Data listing
####################

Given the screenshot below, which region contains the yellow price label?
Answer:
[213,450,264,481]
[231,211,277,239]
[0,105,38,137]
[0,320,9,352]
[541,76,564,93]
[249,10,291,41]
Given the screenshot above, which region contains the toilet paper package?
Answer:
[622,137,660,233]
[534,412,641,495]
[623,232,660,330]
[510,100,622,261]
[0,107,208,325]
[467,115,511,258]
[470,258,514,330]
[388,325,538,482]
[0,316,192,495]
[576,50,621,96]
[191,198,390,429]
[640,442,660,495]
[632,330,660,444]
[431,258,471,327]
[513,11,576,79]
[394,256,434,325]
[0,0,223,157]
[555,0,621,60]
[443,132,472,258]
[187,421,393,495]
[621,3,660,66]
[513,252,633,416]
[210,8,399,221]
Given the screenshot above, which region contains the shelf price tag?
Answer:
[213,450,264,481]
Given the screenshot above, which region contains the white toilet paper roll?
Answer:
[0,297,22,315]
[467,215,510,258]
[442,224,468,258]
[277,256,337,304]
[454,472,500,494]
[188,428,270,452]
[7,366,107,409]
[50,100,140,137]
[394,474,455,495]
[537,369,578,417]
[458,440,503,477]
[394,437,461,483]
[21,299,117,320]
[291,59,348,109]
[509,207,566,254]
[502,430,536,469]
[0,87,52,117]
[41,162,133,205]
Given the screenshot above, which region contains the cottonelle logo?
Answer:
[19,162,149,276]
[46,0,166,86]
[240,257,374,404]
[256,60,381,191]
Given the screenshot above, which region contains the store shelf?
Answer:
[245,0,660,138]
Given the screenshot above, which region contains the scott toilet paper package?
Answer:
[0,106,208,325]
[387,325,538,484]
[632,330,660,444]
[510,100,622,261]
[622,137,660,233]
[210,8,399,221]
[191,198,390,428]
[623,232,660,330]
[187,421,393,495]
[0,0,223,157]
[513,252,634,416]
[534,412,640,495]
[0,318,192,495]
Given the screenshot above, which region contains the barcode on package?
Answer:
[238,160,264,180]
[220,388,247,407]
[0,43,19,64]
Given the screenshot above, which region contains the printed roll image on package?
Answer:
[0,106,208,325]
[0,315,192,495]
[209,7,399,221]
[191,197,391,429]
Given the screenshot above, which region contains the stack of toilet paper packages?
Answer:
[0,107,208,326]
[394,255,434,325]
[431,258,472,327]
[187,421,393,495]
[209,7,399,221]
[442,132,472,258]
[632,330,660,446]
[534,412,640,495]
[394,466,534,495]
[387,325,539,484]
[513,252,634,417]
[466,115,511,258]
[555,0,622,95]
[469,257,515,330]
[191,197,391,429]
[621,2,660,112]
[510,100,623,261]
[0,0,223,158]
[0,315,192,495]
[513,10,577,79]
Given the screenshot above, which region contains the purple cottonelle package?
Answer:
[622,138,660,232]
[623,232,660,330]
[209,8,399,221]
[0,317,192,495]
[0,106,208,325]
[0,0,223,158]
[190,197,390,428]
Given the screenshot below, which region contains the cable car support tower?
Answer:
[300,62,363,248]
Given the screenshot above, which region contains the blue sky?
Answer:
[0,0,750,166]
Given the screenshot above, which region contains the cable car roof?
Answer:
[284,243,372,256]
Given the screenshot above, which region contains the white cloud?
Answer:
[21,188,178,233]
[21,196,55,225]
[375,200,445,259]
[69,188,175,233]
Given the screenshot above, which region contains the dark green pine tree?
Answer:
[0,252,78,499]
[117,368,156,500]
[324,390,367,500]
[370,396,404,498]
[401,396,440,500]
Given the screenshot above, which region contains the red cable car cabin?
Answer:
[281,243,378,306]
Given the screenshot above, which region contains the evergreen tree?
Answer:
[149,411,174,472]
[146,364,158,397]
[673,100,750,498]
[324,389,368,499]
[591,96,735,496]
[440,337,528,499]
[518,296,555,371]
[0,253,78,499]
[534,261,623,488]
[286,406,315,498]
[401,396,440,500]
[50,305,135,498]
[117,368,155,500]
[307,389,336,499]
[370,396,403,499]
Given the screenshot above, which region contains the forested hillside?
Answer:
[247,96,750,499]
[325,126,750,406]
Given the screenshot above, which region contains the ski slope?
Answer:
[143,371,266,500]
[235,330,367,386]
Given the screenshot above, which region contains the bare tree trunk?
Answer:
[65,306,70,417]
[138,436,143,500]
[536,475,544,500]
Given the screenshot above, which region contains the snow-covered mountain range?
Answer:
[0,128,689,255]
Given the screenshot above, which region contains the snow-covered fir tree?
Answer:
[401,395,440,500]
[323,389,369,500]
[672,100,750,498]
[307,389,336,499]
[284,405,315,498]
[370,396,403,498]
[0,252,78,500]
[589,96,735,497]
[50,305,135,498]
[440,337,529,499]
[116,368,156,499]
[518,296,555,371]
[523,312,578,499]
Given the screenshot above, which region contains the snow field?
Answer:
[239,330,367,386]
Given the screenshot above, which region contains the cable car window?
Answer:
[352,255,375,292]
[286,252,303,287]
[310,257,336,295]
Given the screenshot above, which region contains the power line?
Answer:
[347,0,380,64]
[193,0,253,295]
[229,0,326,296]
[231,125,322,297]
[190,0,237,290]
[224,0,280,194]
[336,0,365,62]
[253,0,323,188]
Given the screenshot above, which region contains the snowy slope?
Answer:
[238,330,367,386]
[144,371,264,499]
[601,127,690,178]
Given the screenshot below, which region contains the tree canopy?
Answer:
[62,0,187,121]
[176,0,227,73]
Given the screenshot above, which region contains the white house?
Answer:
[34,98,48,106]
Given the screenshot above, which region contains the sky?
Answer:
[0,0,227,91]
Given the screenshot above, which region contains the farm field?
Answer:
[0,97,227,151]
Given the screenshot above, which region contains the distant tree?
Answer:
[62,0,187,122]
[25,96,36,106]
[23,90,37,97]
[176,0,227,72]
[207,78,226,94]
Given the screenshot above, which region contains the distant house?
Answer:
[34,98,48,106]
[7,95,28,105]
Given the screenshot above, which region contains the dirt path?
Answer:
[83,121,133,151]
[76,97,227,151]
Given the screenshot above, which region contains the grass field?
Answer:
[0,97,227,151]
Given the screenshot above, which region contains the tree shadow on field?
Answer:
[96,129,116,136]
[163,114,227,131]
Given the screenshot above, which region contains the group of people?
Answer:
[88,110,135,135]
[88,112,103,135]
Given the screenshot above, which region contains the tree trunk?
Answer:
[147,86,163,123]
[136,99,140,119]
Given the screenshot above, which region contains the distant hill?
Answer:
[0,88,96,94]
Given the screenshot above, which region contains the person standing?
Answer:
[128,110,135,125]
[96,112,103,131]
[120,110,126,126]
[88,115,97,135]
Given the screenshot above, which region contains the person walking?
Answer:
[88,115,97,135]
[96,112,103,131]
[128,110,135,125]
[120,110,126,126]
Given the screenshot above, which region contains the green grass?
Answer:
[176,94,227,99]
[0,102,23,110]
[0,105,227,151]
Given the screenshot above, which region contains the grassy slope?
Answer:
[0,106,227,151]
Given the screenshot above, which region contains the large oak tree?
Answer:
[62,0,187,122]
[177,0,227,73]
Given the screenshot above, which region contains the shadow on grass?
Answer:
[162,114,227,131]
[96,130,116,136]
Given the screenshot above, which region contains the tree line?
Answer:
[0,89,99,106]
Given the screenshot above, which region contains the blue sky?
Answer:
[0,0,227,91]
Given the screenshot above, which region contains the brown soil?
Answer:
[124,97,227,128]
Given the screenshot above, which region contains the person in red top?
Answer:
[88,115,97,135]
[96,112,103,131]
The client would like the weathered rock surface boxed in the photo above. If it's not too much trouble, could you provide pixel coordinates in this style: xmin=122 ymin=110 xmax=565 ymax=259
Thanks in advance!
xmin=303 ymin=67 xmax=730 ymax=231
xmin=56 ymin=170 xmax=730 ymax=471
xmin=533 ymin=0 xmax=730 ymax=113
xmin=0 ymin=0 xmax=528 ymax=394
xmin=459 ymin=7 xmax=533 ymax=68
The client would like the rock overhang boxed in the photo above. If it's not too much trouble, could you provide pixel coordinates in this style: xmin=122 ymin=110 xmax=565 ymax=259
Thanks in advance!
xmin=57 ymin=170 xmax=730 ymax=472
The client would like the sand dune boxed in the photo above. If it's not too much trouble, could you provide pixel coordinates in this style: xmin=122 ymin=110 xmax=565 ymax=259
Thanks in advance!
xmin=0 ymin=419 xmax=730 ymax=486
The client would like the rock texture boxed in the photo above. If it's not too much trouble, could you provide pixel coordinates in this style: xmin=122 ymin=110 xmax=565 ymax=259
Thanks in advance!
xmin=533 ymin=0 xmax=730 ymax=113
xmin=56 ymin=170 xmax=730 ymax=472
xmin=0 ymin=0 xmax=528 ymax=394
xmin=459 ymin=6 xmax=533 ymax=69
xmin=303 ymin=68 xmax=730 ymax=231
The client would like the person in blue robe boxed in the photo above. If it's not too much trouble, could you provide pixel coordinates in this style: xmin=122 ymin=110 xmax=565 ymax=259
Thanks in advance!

####################

• _What you are asked to do_
Rewrite only the part of the records that opens with the line containing "cable car window?" and closes with the line containing "[88,112,103,135]", swapping "region" for "area" and leaving everything else unchanged.

• _Output of the exercise_
Given the screenshot above, which area contains the cable car window?
Answer:
[352,255,375,292]
[286,252,303,287]
[310,257,336,295]
Given the screenshot above, which area contains the power line?
Answer:
[347,0,380,64]
[193,0,253,295]
[229,0,326,296]
[231,125,322,297]
[190,0,237,290]
[224,0,280,194]
[336,0,365,62]
[253,0,323,188]
Given the screenshot above, which area contains the snowy slope?
Answer:
[238,330,367,386]
[144,371,264,499]
[601,127,690,178]
Given the screenshot below, which area contains the tree canopy?
Answer:
[62,0,187,121]
[176,0,227,73]
Given the screenshot above, which area contains the white house?
Answer:
[34,98,48,106]
Given the screenshot above, which area contains the sky?
Answer:
[0,0,227,91]
Given the screenshot above, which area contains the farm field?
Answer:
[0,97,227,151]
Given the screenshot above, which area contains the distant tree?
Answer:
[62,0,187,122]
[25,96,36,106]
[23,90,37,97]
[176,0,227,72]
[207,78,226,94]
Given the screenshot above, which area contains the distant house?
Answer:
[34,98,48,106]
[7,95,28,105]
Given the screenshot above, which area contains the dirt path?
Answer:
[83,121,133,151]
[76,97,227,151]
Given the screenshot above, which area contains the grass field?
Answer:
[0,97,227,151]
Given the screenshot above, which area contains the tree shadow on field?
Answer:
[96,129,116,136]
[163,114,227,131]
Given the screenshot above, which area contains the group of people?
Answer:
[88,110,135,135]
[88,112,103,135]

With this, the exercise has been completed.